§ **PROBLEM REQUIREMENTS**:
Extend the piece about the Serial podcast with writing that follows on from its final sentence.

Now that Serial, Season 1, is over, I’ve been thinking about some stories that would be better told in the Serial format, slowly examining one angle at a time, with the soul of the story building over time.
If you’re unfamiliar with the This American Life spinoff podcast series called Serial, which is produced and narrated by Sarah Koenig, you’re technically in the minority. Somehow, it went from nothing to being the most successful podcast in history, and has roughly 5 million active subscribers and counting.
The first season was a who-dunnit murder mystery about an actual murder in the Baltimore area in the late 1990s involving a teenage female victim, and her ex-boyfriend who pleads innocence and ignorance, a drug dealer who claimed to have helped the ex-boyfriend commit the murder, a random guy who claims he merely discovered the body when he pulled off the side of the road and walked very deep into the forest to go pee, girls who claimed to have gotten calls from the two boys at different times in places that may not even exist, a prosecution team who secretly helped the drug dealer secure a good lawyer in order to further their own offered plea deal for him that would set him free and put the ex-boyfriend in prison, a prosecution who opted to not test any of the DNA evidence taken from the crime scene, a jury who openly had issues with the ex-boyfriend being middle-eastern, and other classmates of the victim who actually saw the ex-boyfriend at school, but were never called on in the trial, because the trial lawyer was maybe throwing the case so she could earn extra money in the appeals process to pay for her secret but serious health condition she was suffering from.

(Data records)
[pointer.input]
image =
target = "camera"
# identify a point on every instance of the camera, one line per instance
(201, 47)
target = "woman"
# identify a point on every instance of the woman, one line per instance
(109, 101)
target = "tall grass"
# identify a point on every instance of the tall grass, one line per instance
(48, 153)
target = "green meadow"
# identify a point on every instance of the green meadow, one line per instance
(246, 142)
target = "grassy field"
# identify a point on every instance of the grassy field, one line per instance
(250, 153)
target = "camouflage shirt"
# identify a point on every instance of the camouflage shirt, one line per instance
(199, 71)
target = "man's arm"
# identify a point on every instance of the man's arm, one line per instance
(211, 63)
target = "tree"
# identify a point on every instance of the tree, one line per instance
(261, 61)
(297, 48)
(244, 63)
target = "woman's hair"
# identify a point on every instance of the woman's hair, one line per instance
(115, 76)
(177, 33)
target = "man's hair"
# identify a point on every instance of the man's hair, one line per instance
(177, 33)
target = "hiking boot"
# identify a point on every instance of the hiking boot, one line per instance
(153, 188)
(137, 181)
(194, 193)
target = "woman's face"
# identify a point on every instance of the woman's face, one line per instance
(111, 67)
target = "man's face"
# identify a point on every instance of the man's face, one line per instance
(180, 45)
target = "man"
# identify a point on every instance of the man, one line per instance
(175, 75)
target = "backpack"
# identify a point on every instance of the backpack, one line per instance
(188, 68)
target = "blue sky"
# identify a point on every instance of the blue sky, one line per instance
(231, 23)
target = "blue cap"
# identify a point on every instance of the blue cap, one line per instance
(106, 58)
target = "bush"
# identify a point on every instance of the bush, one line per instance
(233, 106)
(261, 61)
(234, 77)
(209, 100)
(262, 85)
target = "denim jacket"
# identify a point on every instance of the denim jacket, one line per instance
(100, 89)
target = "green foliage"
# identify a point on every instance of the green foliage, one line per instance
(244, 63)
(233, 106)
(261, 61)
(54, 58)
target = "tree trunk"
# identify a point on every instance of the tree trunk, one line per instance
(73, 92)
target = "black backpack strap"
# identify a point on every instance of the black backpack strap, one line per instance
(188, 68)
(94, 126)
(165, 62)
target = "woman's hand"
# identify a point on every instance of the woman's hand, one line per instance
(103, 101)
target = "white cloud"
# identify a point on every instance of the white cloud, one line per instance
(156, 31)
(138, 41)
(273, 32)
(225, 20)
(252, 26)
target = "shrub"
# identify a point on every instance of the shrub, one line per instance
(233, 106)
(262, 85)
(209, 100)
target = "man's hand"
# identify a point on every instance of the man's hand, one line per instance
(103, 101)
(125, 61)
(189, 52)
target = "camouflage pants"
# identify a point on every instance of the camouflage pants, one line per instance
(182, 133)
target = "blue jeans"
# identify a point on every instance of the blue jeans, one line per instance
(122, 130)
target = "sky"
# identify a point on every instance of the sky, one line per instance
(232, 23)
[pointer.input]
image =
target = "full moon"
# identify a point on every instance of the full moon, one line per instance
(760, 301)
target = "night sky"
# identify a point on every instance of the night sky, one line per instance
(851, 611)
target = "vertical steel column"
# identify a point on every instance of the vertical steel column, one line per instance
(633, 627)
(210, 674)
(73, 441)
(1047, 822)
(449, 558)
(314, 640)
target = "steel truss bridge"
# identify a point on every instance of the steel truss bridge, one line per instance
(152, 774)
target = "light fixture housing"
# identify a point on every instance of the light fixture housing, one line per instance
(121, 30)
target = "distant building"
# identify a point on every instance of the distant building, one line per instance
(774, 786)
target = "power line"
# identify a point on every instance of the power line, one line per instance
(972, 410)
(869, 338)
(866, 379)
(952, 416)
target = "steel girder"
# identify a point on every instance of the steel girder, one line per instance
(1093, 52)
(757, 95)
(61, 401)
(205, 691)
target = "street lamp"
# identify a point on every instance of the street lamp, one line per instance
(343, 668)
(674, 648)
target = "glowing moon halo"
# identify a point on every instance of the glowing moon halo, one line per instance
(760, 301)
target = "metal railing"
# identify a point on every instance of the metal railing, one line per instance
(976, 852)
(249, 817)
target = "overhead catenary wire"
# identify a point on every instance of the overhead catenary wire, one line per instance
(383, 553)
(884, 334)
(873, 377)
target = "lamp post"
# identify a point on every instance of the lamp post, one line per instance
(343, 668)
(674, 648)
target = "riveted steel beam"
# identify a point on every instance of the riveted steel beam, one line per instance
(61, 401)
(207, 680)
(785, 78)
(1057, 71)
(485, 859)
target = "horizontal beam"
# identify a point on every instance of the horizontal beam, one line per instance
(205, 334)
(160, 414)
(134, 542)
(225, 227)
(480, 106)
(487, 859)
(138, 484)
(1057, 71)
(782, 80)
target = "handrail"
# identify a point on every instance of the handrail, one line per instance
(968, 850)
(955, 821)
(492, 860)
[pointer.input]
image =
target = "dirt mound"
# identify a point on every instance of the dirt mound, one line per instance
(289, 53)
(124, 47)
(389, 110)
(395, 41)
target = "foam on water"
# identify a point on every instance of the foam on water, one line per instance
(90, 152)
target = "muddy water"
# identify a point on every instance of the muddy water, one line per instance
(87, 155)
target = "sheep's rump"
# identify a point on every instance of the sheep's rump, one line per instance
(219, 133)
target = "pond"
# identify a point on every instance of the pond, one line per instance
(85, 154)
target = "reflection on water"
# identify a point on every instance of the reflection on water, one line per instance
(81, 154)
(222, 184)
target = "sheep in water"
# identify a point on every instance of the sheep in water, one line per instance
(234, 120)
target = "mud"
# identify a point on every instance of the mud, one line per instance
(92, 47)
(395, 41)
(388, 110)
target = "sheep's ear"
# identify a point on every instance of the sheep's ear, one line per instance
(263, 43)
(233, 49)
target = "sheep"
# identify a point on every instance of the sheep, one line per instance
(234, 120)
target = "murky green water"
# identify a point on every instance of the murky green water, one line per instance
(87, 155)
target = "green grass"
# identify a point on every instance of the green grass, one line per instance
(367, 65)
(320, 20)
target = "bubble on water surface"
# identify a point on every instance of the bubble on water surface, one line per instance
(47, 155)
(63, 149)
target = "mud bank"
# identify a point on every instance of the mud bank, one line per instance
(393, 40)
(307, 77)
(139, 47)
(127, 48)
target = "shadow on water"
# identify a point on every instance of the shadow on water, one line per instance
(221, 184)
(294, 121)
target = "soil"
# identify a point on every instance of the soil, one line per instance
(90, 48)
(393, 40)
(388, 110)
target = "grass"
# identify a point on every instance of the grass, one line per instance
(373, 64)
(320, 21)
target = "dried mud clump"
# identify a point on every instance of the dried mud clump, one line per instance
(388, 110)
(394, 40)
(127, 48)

§ **OUTPUT**:
The entire story is a mess, and practically nothing anyone says feels or sounds true, but that is exactly why this iterative series of evidence scrutiny is the perfect format for this type of complex story, because to the ex-boyfriend, this story is that complex, and he’s been sitting in jail for 16 years now, even with the very real possibility that he didn’t do it, and almost no physical evidence supporting the verdict.
The thing is, though, despite the truth of everything, one doesn’t truly understand the nature of the case until they go through everything, and that takes time and attention. So, while listening to that podcast series, it made me think, “wow, there are a lot of stories that would be better told in this format”.
Here are some stories that would make epic Series seasons:
The killing of Michael Brown by Darren Wilson
This is a really complex story. Was the officer really in danger? Does this police department really have a history of racism and police brutality? Was the teenager really a criminal? Were the key witnesses for the officer telling the truth? Were the key witnesses for the teenager telling the truth? Seriously, so many gray areas in this story.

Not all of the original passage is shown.